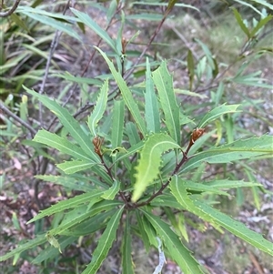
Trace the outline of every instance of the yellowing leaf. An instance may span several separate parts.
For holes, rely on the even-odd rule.
[[[136,182],[132,201],[136,202],[146,188],[157,178],[161,154],[171,148],[180,148],[180,147],[166,134],[155,134],[147,139],[140,152],[140,160],[136,167]]]

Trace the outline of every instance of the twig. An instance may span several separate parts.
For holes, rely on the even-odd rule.
[[[7,12],[0,13],[0,17],[7,17],[7,16],[11,15],[15,11],[15,9],[18,7],[20,1],[21,0],[16,0],[15,3],[14,4],[14,5],[11,7],[11,9],[8,10]],[[3,3],[2,3],[2,5],[3,5]]]
[[[27,124],[26,122],[25,122],[24,120],[22,120],[19,117],[17,117],[15,114],[14,114],[13,112],[11,112],[4,105],[4,102],[2,100],[0,101],[0,109],[3,110],[9,117],[13,117],[19,124],[21,124],[22,126],[24,126],[25,128],[27,128],[30,131],[32,137],[34,137],[36,134],[36,131],[29,124]]]

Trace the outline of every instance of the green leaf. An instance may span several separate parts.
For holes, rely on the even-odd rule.
[[[140,152],[140,160],[136,167],[136,181],[132,196],[133,202],[136,202],[146,188],[157,178],[161,154],[171,148],[180,148],[180,147],[166,134],[154,134],[145,141]]]
[[[114,114],[112,124],[112,148],[121,146],[124,129],[124,101],[114,101]]]
[[[148,242],[150,243],[150,246],[154,246],[155,248],[157,247],[157,231],[150,223],[150,221],[147,218],[145,215],[142,216],[142,222],[143,222],[143,227],[145,229],[145,232],[147,233]]]
[[[30,219],[26,224],[30,224],[34,221],[36,221],[37,219],[40,219],[46,216],[50,216],[53,214],[56,214],[57,212],[62,212],[64,210],[66,210],[68,208],[73,208],[80,204],[90,202],[93,199],[96,199],[98,197],[101,197],[103,195],[104,191],[101,190],[93,190],[92,192],[84,193],[77,195],[74,198],[71,198],[66,200],[63,200],[58,202],[57,204],[51,206],[50,208],[40,211],[39,214],[37,214],[35,217],[34,217],[32,219]]]
[[[89,137],[86,136],[85,131],[81,128],[79,123],[71,116],[67,109],[62,107],[56,101],[49,99],[46,96],[39,95],[34,90],[28,89],[23,86],[24,89],[37,97],[48,109],[50,109],[61,121],[64,127],[71,134],[76,141],[79,144],[82,149],[96,162],[100,162],[97,155],[94,152],[94,147]]]
[[[115,180],[113,186],[105,191],[101,198],[105,199],[114,199],[116,193],[120,190],[120,182]]]
[[[88,218],[83,222],[69,228],[67,230],[62,232],[62,235],[80,237],[98,231],[106,226],[107,219],[113,216],[116,210],[116,208],[109,208],[106,212],[100,212],[99,214]]]
[[[229,180],[229,179],[214,180],[211,182],[205,182],[204,184],[217,189],[249,188],[255,186],[262,187],[261,184],[256,182],[245,182],[243,180]]]
[[[166,62],[153,72],[154,83],[157,88],[165,123],[170,136],[180,144],[179,107],[176,99],[173,78],[167,71]]]
[[[191,252],[182,244],[178,236],[169,228],[169,225],[143,209],[140,209],[157,230],[164,242],[169,255],[176,260],[185,274],[204,274]]]
[[[132,234],[130,229],[129,214],[126,214],[126,226],[122,241],[122,273],[134,274],[132,261]]]
[[[112,247],[113,241],[116,239],[116,229],[119,220],[124,210],[124,206],[120,208],[108,221],[107,227],[101,238],[99,238],[97,247],[92,254],[92,260],[82,274],[96,274],[103,260],[107,256],[109,249]]]
[[[142,135],[145,136],[147,133],[145,122],[143,117],[140,115],[140,111],[138,109],[137,104],[136,103],[135,98],[133,97],[132,92],[128,88],[126,81],[123,79],[122,76],[120,73],[118,73],[115,66],[114,64],[109,60],[109,58],[106,56],[106,55],[98,47],[95,46],[102,55],[102,56],[105,58],[106,63],[108,64],[109,69],[116,81],[116,84],[120,89],[120,92],[122,94],[123,99],[128,107],[130,113],[132,114],[139,130],[141,131]]]
[[[214,121],[215,119],[217,119],[217,117],[222,116],[223,114],[239,112],[240,110],[237,110],[237,108],[240,105],[228,105],[227,106],[226,104],[223,104],[221,106],[218,106],[218,107],[213,108],[212,110],[210,110],[209,112],[207,112],[205,115],[203,119],[199,122],[198,127],[199,128],[204,127],[207,124],[210,123],[211,121]]]
[[[51,76],[66,79],[69,82],[75,82],[75,83],[79,83],[79,84],[89,84],[89,85],[96,85],[96,86],[101,86],[103,84],[103,82],[99,79],[75,76],[69,74],[69,72],[67,72],[67,71],[66,71],[64,73],[58,73],[58,74],[51,74]]]
[[[207,192],[207,193],[215,193],[218,195],[226,195],[229,196],[228,193],[225,191],[218,190],[217,188],[215,188],[214,187],[207,185],[206,183],[200,184],[200,183],[195,183],[190,180],[187,180],[184,182],[184,186],[187,188],[187,189],[194,190],[194,191],[201,191],[201,192]]]
[[[100,198],[93,198],[89,201],[88,207],[86,207],[86,205],[81,205],[75,209],[70,210],[65,215],[65,218],[59,226],[49,230],[50,234],[66,234],[66,231],[67,231],[70,228],[92,218],[93,216],[100,214],[101,211],[112,209],[113,207],[116,207],[121,204],[121,202],[117,200],[99,201],[100,199]]]
[[[151,68],[148,58],[146,59],[146,92],[145,97],[145,119],[149,132],[158,133],[160,130],[160,117],[157,98],[151,78]]]
[[[81,170],[88,169],[96,165],[97,165],[97,163],[92,163],[90,160],[72,160],[57,164],[56,167],[66,174],[73,174]]]
[[[109,36],[106,31],[101,28],[87,14],[79,12],[74,8],[70,10],[87,26],[89,26],[94,32],[96,32],[106,43],[107,43],[112,49],[117,54],[118,52],[116,49],[115,42]]]
[[[260,155],[272,155],[273,137],[264,135],[260,137],[237,140],[220,147],[214,147],[190,157],[180,169],[181,172],[197,167],[202,162],[230,163],[240,159],[248,159]]]
[[[62,253],[61,246],[58,240],[53,235],[47,232],[45,237],[46,238],[46,240],[50,243],[51,246],[55,247],[59,250],[60,253]]]
[[[46,234],[38,235],[35,238],[31,239],[31,240],[27,241],[26,243],[20,244],[15,249],[12,249],[8,253],[5,254],[4,256],[0,256],[0,261],[6,260],[6,259],[10,259],[11,257],[14,257],[17,254],[21,254],[22,252],[24,252],[27,249],[30,249],[37,247],[38,245],[44,244],[45,242],[46,242],[46,238],[45,236],[46,236]]]
[[[35,178],[46,182],[52,182],[56,185],[61,185],[64,186],[65,188],[73,190],[79,190],[84,192],[94,190],[94,186],[91,186],[89,182],[85,182],[83,179],[77,179],[72,177],[54,176],[54,175],[36,175],[35,176]]]
[[[238,11],[235,7],[232,7],[231,9],[233,11],[234,16],[235,16],[238,25],[240,26],[241,30],[247,35],[248,38],[249,39],[251,37],[250,33],[249,33],[248,28],[245,25],[245,23],[241,17],[241,15],[238,13]]]
[[[62,153],[71,155],[76,158],[89,161],[89,163],[92,161],[92,158],[87,156],[81,147],[72,144],[65,137],[61,137],[56,134],[48,132],[45,129],[39,130],[33,140],[56,148]]]
[[[58,238],[59,246],[62,250],[64,250],[67,246],[70,246],[73,242],[76,241],[76,237],[66,237],[62,236]],[[32,264],[41,264],[45,260],[55,259],[59,256],[59,251],[49,246],[46,249],[39,250],[39,255],[31,261]]]
[[[96,137],[97,135],[96,132],[96,127],[99,120],[103,117],[103,115],[106,111],[107,104],[107,93],[108,80],[106,80],[100,89],[100,93],[96,100],[96,106],[93,109],[93,112],[88,117],[88,127],[93,137]]]
[[[145,246],[145,249],[147,252],[149,250],[149,238],[147,237],[147,234],[144,228],[144,220],[143,220],[143,215],[140,215],[139,210],[136,210],[136,221],[137,221],[137,228],[139,229],[140,233],[140,238]]]
[[[131,146],[139,144],[139,142],[141,141],[135,123],[126,123],[126,133],[129,137],[129,143]]]
[[[260,250],[273,255],[272,243],[265,239],[260,234],[248,229],[243,223],[232,219],[229,216],[219,212],[199,200],[192,200],[183,180],[177,176],[172,178],[169,185],[172,194],[177,200],[189,212],[198,216],[212,225],[217,224],[225,228],[234,235]]]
──────────
> **To be done**: Show every line of the records above that contains the word "leaf".

> **Correct answer**:
Trace the outline of every instance of the yellowing leaf. An instance may span several separate parts.
Trace the outline of every instance of the green leaf. An instance may span several separate parts.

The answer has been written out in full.